• [Extract to read]:
start

Funkenhausen - Tasting Collective Dinner


I had previously gone to Funkenhausen for brunch, so I was very excited when it was announced that Tasting Collective, the dining group to which I belong, was going to do a group dinner there.  I had previously experienced Chef Mark Steuer's cooking the first time I went to Mindy's Hot Chocolate, where he was the chef for the savory side.  He then went on to open The Bedford, a spin on supper clubs from the 40s that was located in a former bank basement and included a vault, and The Carriage House, a restaurant that more explicitly focused on Southern cuisine.  I really liked the food at each of these restaurants and tried these restaurants, because Chef Mark was the chef.  With the Tasting Collective, not only do we get a multi-course dinner, that in many cases is a menu sampler, we are also introduced to the chef, who explains what the restaurant is about and will answer questions at the end.  As I had enjoyed his food at the other places, and at Funkenhausen for brunch, I was excited to "meet" the chef.  Funkenhausen is an American restaurant that looks like a German Beer Hall that does a Southern Spin on German cuisine.  As is typical of Tasting Collective dinners, the first half an hour after the doors were opened was a drink service to allow people to get settled before dinner service starts where they offer a selection of beer, wine, and cocktails.  I ordered a cocktail called Less Is More, which came with Vodka, Strawberry, Lemon, and Bubbles.  It was sweet, fruity, and had a nice sparkling finish.  While it probably would not have been my first choice given a larger cocktail selection, it was good and very drinkable.
The first course of dinner started with something that is one of those dishes that you would expect at a German Beer Hall, Pretzels, served with something pretty Southern, Pimento Cheese.  The pretzels were large, hot, and soft, with a salty pretzel crust.  They were easy to tear apart, which made it easier to apply the cheese on them.  It was good and a nice start for the dinner.
The second course followed the standard multi-course progression and proceeded to the vegetable course.  We were served Asparagus with Sauce Gribiche, a Mayonnaise-style Cold Egg Sauce with Mustard, and topped with Crab, Fennel, and Radish.  I like asparagus and this was very fresh and crisp, but I had never had (that I know of), sauce gribiche.  It was thinner than mayonnaise, but it was it had a creamy texture, and an eggy mustard flavor.  It reminded me of a semi-liquid deviled egg.  I also don't think that I have ever had this much fennel at once.  I have had fennel many times and in many forms, though not featured so prominently.  It was both tender and crisp with a light licorice flavor.  With the variety of flavors and textures, it came together well and I really liked it.
The next course kind of fell into a pre-entree, it also featured more Fennel (I'm going to guess that Fennel was in Season) and Mustard, though was completely different from the previous course.  We were served Boudin Noir Balls (Blood Sausage meatballs) with Fennel, Fava Beans, Crawfish, and Creole Mustard.  It was meaty and spicy with the fennel which was both tender and crisp.  The fava beans added texture and body, and the crawfish added a southern flare.
Our first entree was very definitely a Southern thing, specifically an Alabama thing.  We were served a couple of Spare Ribs which were well smoked, tender and very flavorful.  They were topped with a White Barbecue Sauce that is specific to Alabama.  It is a Mayo-Based Sauce with Vinegar, Horseradish, Apple Juice, Black Pepper, and Cayenne.  It's like a spicy ranch sauce and goes well with anything (though is frequently used with chicken).  I don't know that I had ever tried it with ribs, used subtly though, it complemented the flavor of the pork, instead of potentially overwhelming it.

end

• [Information shown]:
start

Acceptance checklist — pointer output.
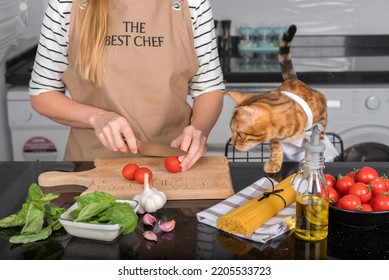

end

• [The tasks]:
**a.** List every ingredient that the Funkenhausen review gives for the Alabama white barbecue sauce served on the spare ribs.
**b.** Retype the part of the Funkenhausen review that opens with the words containing "The second course" and closes with "really liked it.".

• [Correct answers]:
**a.** Mayonnaise (the base), vinegar, horseradish, apple juice, black pepper, cayenne

**b.**
The second course followed the standard multi-course progression and proceeded to the vegetable course.  We were served Asparagus with Sauce Gribiche, a Mayonnaise-style Cold Egg Sauce with Mustard, and topped with Crab, Fennel, and Radish.  I like asparagus and this was very fresh and crisp, but I had never had (that I know of), sauce gribiche.  It was thinner than mayonnaise, but it was it had a creamy texture, and an eggy mustard flavor.  It reminded me of a semi-liquid deviled egg.  I also don't think that I have ever had this much fennel at once.  I have had fennel many times and in many forms, though not featured so prominently.  It was both tender and crisp with a light licorice flavor.  With the variety of flavors and textures, it came together well and I really liked it.